Pull out every line of the records below that contains the word "wreckage".

----

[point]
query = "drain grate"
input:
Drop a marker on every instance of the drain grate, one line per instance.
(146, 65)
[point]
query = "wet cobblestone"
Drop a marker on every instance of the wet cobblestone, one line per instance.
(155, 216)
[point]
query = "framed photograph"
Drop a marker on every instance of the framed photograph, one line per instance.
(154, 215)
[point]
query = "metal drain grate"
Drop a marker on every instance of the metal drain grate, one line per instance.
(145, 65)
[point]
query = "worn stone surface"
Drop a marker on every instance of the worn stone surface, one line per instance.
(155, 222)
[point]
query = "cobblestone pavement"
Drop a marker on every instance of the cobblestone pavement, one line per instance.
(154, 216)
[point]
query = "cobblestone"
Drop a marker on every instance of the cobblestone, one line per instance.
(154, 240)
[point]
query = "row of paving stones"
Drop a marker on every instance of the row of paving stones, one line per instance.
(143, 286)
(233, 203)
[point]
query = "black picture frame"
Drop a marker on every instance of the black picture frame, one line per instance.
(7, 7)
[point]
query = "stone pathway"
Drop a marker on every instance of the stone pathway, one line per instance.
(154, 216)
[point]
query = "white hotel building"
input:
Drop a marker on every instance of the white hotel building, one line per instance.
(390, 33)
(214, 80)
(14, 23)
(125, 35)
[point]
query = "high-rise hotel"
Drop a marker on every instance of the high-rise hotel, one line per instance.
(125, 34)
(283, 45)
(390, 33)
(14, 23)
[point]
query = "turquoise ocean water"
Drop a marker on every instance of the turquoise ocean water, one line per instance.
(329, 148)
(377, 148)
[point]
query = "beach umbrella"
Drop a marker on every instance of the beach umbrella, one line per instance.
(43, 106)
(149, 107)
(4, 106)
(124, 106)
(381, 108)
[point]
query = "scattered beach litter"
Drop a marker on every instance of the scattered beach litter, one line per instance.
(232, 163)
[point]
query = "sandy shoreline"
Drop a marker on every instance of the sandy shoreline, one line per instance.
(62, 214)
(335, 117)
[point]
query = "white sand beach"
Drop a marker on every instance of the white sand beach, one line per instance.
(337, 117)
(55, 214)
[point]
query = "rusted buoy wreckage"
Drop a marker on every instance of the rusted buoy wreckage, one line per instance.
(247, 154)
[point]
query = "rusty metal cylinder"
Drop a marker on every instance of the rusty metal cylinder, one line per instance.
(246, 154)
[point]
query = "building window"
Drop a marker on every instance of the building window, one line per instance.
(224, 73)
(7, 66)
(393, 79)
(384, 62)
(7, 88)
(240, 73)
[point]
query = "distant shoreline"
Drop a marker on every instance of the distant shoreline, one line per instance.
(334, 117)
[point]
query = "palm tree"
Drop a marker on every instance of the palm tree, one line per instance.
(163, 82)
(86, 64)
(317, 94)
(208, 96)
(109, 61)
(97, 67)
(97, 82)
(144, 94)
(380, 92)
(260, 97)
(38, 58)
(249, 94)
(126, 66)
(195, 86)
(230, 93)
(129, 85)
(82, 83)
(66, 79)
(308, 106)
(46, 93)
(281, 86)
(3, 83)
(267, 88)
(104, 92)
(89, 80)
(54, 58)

----

Solution to the problem:
query = "rusted buoy wreckage"
Drop a marker on every instance of the rusted buoy wreckage, one line per instance.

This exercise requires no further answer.